--- start of SELECTED PASSAGE ---
We learned the knot for tying on the fly. (I forget the name but I know it was modified with two loops.)
At that point it started to pour again so we moved under a tarp to learn the difference between brown trout and yellow perch.
We were shown different flies and was told when to use them. The lighter ones stayed on the top of the water, you used them near shade and edges. The larger ones sunk, you used them in open water.
We did all that in the morning,
After lunch we drove to a nearby lake and put wading boots, flippers, and PFDs on and then we got into our float tubes and started fishing.
I went from having never put a rod together to catching the first fish of the weekend, in one day.
It. Was. Amazing.
That evening we had a community dinner. Chicken kabobs, steak tips, salads, fruit, wine, beer – all around a campfire, tucked in by the White Mountains. This is one of the reasons why I live in New Hampshire.
Sunday morning, we met at the bottom of a secluded trail. The plan was to hike up a path (roughly 1.7 miles) WEARING our flotation device, rods, waders, and flippers ON OUR BACKS (about 35 pounds) as we climbed the side of a mountain to get to a remote pond.
--- end of SELECTED PASSAGE ---
--- start of SUPPLIED MATERIAL ---
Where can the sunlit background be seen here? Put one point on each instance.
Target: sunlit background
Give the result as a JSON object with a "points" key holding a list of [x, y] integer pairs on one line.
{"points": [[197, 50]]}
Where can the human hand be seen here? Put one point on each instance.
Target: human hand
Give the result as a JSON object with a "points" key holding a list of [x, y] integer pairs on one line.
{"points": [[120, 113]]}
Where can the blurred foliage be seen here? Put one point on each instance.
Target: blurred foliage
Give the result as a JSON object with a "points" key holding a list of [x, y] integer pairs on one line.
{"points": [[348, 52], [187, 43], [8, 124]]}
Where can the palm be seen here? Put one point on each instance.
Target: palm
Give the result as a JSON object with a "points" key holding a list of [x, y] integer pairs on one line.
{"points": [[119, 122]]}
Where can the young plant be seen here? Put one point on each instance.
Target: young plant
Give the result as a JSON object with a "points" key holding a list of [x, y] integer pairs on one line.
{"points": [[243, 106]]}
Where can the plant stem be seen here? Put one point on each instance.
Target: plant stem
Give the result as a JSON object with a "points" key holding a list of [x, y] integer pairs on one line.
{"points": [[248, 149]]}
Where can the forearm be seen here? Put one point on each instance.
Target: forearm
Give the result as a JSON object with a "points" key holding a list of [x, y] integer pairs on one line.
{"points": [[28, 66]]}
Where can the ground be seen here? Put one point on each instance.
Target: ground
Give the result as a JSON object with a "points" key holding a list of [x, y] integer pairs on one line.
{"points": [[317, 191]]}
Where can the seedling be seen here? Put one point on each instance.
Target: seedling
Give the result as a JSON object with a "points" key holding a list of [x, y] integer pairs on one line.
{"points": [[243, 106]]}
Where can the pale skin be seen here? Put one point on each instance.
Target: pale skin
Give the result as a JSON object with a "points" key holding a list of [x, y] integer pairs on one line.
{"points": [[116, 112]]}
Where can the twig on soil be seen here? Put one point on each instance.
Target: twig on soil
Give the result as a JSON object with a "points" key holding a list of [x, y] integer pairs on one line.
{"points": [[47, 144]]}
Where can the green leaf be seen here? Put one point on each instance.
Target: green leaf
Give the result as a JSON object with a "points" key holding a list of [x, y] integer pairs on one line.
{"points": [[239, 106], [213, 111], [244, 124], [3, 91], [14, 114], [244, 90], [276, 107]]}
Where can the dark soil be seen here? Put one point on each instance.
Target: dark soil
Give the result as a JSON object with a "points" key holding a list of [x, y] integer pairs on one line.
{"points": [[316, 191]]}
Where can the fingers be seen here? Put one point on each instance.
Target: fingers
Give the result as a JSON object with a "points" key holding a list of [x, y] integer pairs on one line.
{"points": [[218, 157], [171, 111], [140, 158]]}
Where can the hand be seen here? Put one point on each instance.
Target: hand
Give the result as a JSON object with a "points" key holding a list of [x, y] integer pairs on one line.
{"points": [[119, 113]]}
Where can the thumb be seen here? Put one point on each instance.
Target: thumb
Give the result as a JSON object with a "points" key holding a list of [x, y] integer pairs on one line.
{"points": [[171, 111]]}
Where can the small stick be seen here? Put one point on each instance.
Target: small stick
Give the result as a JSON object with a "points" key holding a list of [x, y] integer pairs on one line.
--- end of SUPPLIED MATERIAL ---
# PROBLEM TO SOLVE:
Rewrite the fly-fishing account starting with "We learned the" and going on through "It. Was. Amazing.", replacing "yellow perch" with "rainbow trout". The entries have no connection to the fly-fishing account.

# EXERCISE RESULT:
We learned the knot for tying on the fly. (I forget the name but I know it was modified with two loops.)
At that point it started to pour again so we moved under a tarp to learn the difference between brown trout and rainbow trout.
We were shown different flies and was told when to use them. The lighter ones stayed on the top of the water, you used them near shade and edges. The larger ones sunk, you used them in open water.
We did all that in the morning,
After lunch we drove to a nearby lake and put wading boots, flippers, and PFDs on and then we got into our float tubes and started fishing.
I went from having never put a rod together to catching the first fish of the weekend, in one day.
It. Was. Amazing.